Exercise directions: Print the entries below word for word, from the line with "Mark one point per instance of the man's eyebrow" to the line with "Target: soccer player in white jersey", including both of those lines.
--------
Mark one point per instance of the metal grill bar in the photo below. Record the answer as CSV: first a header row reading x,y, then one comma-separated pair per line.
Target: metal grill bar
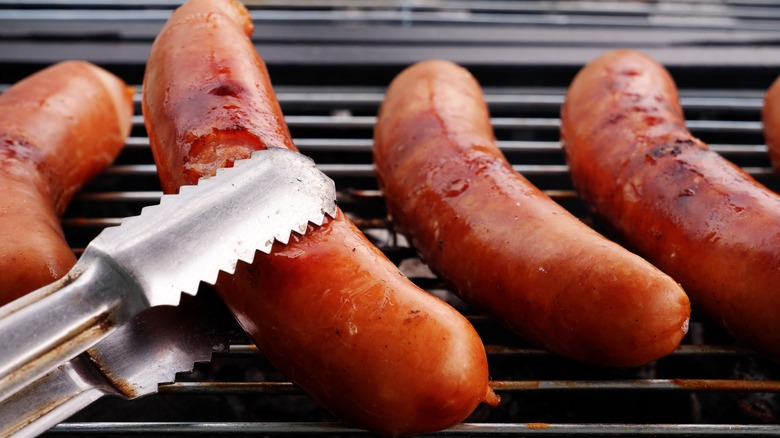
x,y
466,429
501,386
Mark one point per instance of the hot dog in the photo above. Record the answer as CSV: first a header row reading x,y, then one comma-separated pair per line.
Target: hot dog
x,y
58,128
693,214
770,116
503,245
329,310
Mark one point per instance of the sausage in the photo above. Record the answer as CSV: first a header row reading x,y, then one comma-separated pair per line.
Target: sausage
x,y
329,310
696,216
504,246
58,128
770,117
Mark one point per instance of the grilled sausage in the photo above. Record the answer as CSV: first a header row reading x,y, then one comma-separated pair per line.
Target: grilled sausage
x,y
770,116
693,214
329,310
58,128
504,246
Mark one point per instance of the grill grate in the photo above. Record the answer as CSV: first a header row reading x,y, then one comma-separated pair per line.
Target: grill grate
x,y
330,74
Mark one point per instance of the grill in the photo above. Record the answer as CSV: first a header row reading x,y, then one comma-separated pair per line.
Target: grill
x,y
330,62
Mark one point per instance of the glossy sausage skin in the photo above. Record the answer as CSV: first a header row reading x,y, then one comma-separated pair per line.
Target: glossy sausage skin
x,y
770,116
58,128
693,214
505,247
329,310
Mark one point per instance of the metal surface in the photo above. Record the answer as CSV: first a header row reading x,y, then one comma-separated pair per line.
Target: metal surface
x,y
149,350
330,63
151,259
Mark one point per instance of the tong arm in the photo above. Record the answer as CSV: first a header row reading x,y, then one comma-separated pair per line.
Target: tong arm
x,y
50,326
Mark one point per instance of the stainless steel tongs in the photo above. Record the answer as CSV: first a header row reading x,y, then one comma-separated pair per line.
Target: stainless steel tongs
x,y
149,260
--------
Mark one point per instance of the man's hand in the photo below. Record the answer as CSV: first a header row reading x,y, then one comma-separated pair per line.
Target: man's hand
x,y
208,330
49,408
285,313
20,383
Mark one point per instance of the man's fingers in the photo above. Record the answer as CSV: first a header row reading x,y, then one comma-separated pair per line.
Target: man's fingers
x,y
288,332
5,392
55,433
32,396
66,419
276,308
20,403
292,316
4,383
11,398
--------
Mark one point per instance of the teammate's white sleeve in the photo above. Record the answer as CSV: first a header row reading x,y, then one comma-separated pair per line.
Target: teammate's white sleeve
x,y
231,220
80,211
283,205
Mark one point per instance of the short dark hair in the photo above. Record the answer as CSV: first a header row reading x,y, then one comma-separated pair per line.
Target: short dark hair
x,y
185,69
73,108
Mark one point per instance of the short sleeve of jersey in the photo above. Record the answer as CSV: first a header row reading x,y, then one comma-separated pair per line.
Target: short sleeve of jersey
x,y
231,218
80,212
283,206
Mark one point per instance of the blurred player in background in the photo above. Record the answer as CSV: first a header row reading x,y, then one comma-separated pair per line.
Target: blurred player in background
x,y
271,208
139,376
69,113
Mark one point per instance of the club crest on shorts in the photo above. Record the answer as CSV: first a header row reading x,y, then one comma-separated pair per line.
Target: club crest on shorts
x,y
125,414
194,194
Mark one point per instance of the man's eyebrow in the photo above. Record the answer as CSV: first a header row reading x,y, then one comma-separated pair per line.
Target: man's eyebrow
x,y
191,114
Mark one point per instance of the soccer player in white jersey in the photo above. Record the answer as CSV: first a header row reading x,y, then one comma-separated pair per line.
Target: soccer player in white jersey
--------
Solution:
Mark one point per instance of the man's eyebrow in the photo above. Record the answer as CSV: first a header row reading x,y, then one comma-separated pair per line.
Target: man's eyebrow
x,y
191,114
Mark one point per instance of the soccer player in white jersey in the photo above. Record the answer as CSV: first a header row reading x,y, then one comma-separated pair per line.
Target: soccer player in white jersey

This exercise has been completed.